■ **Written request 1**:
In the article on most-read Wikipedia pages, reproduce the passage from "A glimpse into" up to and including "about sex positions?".
■ **Written request 2**:
Continue the article on the most-viewed Wikipedia pages of 2012 from the point where it stops.

■ **Text extract**:

Most-read Wikipedia articles: French holly, Vietnamese sex positions and Japanese pornstars

A glimpse into national psyches.

Via Chris Applegate on Twitter, here's a list of the most viewed articles on each of the 35 most active versions of Wikipedia in 2012.

It's a curious collection of pieces: some boring, some weird, and most just vain. Let's look at the fun stuff first.

The weird

Japanese: AV女優一覧, a list of lists of "adult video" actresses. No English language version of this one, despite my, ahem, exhaustive research. I particularly like that it's not even a list of porn actresses; it's a list of lists of porn actresses.

Vietnamese: Danh sách tư thế quan hệ tình dục/Sex position. Because how else will you learn about sex positions?

German: Sackgasse/Cul-de-sac. I don't know why cul-de-sacs are such a source of curiosity for German-speakers. But they are.

French: Houx crénelé/Ilex crenata. French-speakers apparently care deeply about an ornamental species of holly native to east Asia.

The boring

Some countries use Wikipedia to look up normal boring things. How unimaginative of them.

Croatian: Zakon o sprječavanju internetskog piratstva/Stop Online Piracy Act

Slovak: Majstrovstvá sveta v ľadovom hokeji 2012/2012 IIHF World Championship

Czech: Seznam historických výročí/List of historical anniversaries

Danish: Te/Tea

Norwegian: Schrøder, an article about the Norwegian surname

Dutch: Hua Shan/Mount Hua

Turkish: Mustafa Kemal Atatürk/Mustafa Kemal Atatürk

Thai: สมาคมประชาชาติแห่งเอเชียตะวันออกเฉียงใต้/Association of Southeast Asian Nations

Italian: Grey's Anatomy/Grey's Anatomy

Catalan: Mario Conde, a Spanish banker.

Entries on locating named things:
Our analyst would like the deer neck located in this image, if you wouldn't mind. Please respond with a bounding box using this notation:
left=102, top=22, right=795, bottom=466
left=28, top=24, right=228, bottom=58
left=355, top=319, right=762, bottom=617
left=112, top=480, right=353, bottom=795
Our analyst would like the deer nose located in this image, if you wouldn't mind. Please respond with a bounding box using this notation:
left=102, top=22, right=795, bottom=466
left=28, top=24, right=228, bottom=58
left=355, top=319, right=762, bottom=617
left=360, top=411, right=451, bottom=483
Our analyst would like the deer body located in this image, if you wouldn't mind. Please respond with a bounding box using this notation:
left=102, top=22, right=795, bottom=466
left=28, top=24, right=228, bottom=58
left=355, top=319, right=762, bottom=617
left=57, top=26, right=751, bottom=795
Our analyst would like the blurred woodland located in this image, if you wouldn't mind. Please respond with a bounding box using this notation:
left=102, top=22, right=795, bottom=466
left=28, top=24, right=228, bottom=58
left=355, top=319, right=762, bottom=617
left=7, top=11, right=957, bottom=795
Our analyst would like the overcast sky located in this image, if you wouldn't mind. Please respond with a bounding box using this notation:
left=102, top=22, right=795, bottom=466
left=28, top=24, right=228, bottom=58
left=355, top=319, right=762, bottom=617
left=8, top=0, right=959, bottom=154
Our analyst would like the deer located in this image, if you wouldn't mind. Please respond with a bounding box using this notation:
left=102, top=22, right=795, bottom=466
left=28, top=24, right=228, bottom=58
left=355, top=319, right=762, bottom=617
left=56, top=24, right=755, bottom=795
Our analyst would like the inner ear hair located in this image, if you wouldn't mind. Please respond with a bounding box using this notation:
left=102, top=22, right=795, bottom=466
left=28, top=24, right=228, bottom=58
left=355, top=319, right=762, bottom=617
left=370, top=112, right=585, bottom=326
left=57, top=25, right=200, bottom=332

■ **Written answer 1**:
A glimpse into national psyches.

Via Chris Applegate on Twitter, here's a list of the most viewed articles on each of the 35 most active versions of Wikipedia in 2012.

It's a curious collection of pieces: some boring, some weird, and most just vain. Let's look at the fun stuff first.

The weird

Japanese: AV女優一覧, a list of lists of "adult video" actresses. No English language version of this one, despite my, ahem, exhaustive research. I particularly like that it's not even a list of porn actresses; it's a list of lists of porn actresses.

Vietnamese: Danh sách tư thế quan hệ tình dục/Sex position. Because how else will you learn about sex positions?

■ **Written answer 2**:
Hungarian: Magyar névnapok betűrendben, a list of Hungarian "name days".

Tech companies seem to be especially popular, and one in particular:

Chinese: 百度/Baidu

Korean: 네이버/Naver

Indonesian: Facebook/Facebook

Spanish: Facebook/Facebook

English: Facebook

The vain

Do you know what Wikipedians really like to do? Look up their own country:

Slovene: Slovenija/Slovenia

Estonian: Eesti/Estonia

Lithuanian: Lietuva/Lithuania

Greek: Ελλάδα/Greece

Hebrew: ישראל/Israel

Romanian: România/Romania

Finnish: Suomi/Finland

Swedish: Sverige/Sweden

Polish: Polska/Poland

Russian: Россия/Russia

Bulgarian: България/Bulgaria

Ukrainian: Україна/Ukraine

And a couple of not-quite entries:

Portugese: Brasil/Brazil

Persian: تهران/Tehran

Arabic: مصر/Egypt

Photograph: Getty Images

Alex Hern is a technology reporter for the Guardian. He was formerly staff writer at the New Statesman. You should follow Alex on Twitter.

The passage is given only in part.